- WERKWIJZE
Welke datum geldt volgens de tekst over de bevolkingsregisters in principe als datum van inschrijving?

De gemeente mag bovendien haar bevoegdheid in het kader van het houden van de bevolkingsregisters niet afwenden van het doel (bv. weigering van inschrijving omdat de woning of chalet stedenbouwkundig niet vergund is, weigering met motieven die betrekking hebben op sociale uitsluiting, …), in welk geval haar beslissing ongeldig is op basis van machtsafwending. Enkel indien de gemeente van oordeel is dat de betrokkene zijn hoofdverblijfplaats niet heeft op het opgegeven adres, mag zij de inschrijving weigeren. De datum van inschrijving is in principe de datum van de aangifte van adreswijziging door de burger bij de gemeente.
Betreft de vaststelling van de hoofdverblijfplaats bestaat er een uitvoerige rechtspraak bij de Raad van State. Aangezien de Raad van State bij betwisting over de hoofdverblijfplaats het laatste woord heeft – na het beroep bij de minister van Binnenlandse Zaken – is deze rechtspraak erg nuttig om de draagwijdte van het begrip ‘hoofdverblijfplaats’ te bepalen. De Raad van State hanteert een constante rechtspraak over de invulling van dit begrip.

- GEËXTRAHEERDE GEGEVENS

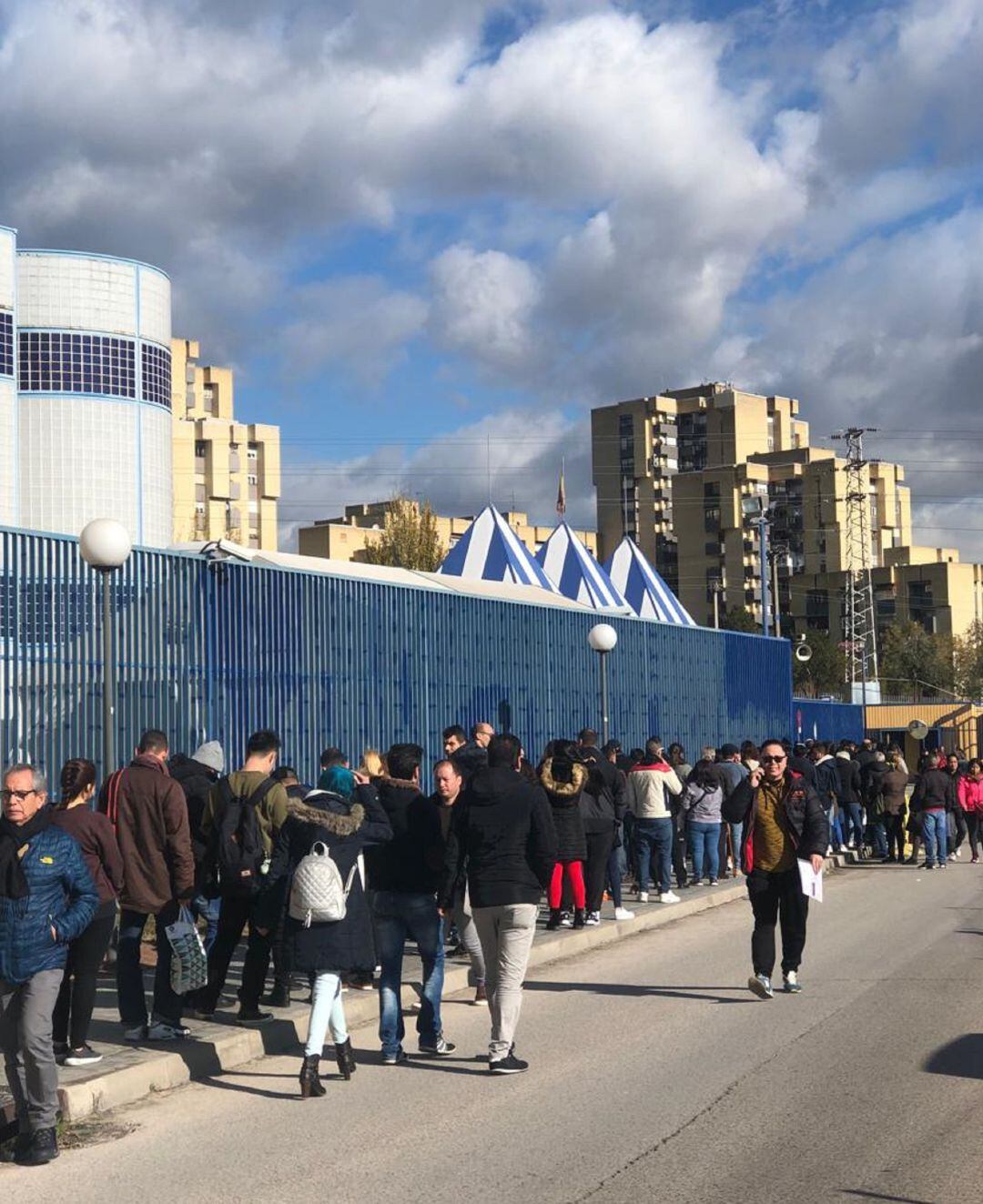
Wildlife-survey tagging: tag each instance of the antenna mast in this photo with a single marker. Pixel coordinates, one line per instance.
(860, 625)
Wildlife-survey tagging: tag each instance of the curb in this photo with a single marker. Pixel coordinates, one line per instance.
(219, 1047)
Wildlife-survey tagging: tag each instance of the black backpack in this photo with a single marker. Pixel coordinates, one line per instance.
(238, 850)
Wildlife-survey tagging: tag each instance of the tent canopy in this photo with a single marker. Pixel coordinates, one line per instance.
(644, 589)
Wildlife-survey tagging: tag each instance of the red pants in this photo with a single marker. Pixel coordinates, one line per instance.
(574, 873)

- UITGEWERKTE OPLOSSING
De datum waarop de burger de adreswijziging bij de gemeente aangeeft.